#### Problem description:
What lines below mention the word "number"? Copy each one.

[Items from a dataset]
■ ■ ■ ■ ■ ■ ■
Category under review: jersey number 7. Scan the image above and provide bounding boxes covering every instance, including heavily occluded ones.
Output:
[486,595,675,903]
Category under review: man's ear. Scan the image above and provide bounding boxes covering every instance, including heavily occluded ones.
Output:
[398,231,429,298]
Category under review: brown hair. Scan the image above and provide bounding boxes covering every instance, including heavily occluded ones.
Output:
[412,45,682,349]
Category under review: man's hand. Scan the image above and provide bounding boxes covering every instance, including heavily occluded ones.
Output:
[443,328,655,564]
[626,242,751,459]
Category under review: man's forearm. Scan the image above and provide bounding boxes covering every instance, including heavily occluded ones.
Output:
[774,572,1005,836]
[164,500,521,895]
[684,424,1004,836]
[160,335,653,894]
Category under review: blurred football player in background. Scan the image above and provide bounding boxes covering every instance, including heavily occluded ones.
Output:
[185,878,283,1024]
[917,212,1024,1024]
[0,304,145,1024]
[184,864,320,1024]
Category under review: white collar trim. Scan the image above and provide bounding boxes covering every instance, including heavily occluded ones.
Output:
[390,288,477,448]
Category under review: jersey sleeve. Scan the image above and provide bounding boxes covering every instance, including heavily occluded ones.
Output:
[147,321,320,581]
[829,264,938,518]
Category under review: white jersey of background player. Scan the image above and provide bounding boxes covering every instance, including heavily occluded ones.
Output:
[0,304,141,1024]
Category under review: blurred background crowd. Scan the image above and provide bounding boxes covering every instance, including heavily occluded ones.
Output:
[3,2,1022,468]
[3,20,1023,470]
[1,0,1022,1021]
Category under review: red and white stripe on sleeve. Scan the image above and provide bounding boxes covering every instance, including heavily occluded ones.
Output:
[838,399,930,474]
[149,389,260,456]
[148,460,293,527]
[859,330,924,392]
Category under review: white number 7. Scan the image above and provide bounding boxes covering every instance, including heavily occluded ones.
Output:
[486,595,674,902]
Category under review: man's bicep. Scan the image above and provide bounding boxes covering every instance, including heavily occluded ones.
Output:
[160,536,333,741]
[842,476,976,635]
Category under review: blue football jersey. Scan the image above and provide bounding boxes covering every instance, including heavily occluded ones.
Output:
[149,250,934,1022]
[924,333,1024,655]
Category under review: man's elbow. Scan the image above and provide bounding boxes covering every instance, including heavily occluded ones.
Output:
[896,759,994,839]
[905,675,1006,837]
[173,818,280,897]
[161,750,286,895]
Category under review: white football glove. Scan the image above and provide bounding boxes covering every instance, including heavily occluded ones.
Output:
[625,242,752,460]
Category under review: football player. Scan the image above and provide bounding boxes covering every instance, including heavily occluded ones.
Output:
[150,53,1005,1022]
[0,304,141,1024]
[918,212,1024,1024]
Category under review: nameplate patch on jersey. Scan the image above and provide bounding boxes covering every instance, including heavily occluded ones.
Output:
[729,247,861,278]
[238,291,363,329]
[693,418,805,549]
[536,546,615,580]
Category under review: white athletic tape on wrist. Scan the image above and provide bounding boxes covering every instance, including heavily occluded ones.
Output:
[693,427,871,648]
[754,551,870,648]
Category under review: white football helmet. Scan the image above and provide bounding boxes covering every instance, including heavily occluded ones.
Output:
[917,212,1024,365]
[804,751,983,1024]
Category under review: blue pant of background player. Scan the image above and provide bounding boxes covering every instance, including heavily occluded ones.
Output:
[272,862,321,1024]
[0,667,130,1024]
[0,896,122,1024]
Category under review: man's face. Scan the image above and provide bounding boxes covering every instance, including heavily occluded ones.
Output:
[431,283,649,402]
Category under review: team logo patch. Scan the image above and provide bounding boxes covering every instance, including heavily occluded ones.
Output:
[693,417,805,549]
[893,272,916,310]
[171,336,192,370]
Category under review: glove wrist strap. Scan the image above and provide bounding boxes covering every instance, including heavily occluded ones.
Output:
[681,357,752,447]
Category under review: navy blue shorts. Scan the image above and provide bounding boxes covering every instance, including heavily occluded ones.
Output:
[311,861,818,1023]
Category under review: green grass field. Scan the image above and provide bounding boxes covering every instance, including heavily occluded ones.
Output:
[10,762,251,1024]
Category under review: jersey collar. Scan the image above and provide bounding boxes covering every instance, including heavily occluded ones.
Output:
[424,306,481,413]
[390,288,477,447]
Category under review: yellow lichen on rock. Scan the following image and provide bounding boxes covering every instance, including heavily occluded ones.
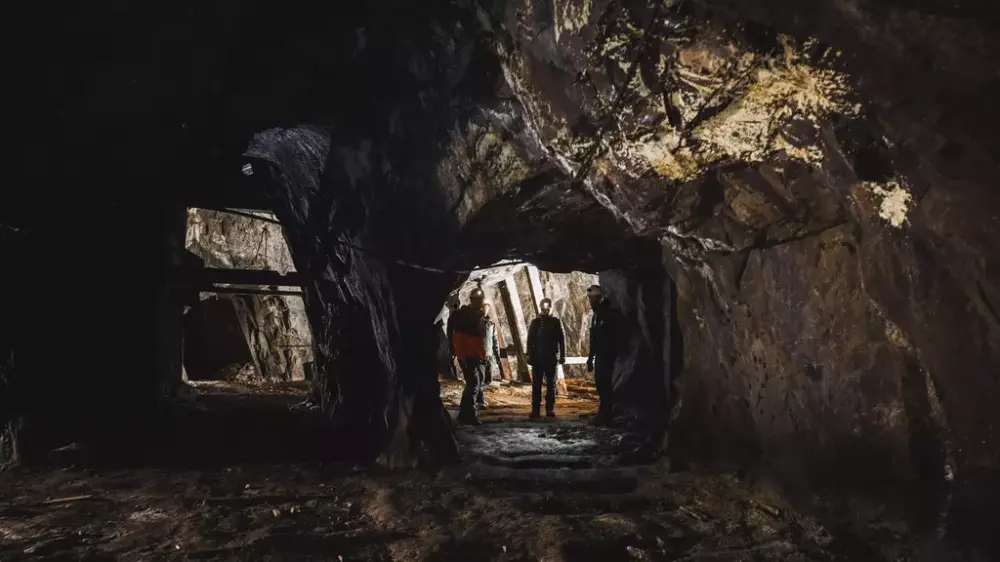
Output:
[691,62,858,165]
[884,319,912,350]
[611,37,859,181]
[554,0,592,43]
[861,179,913,228]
■ ■ ■ ■ ■ ■ ■
#### Reply:
Category under review: jersey number 7. Scan the image above and provide bounding boxes covering every instance, including heavily occluded ones.
Category under review: white number 7. Scan the image above and provide bounding boxes covering every instance, including heavily occluded ones.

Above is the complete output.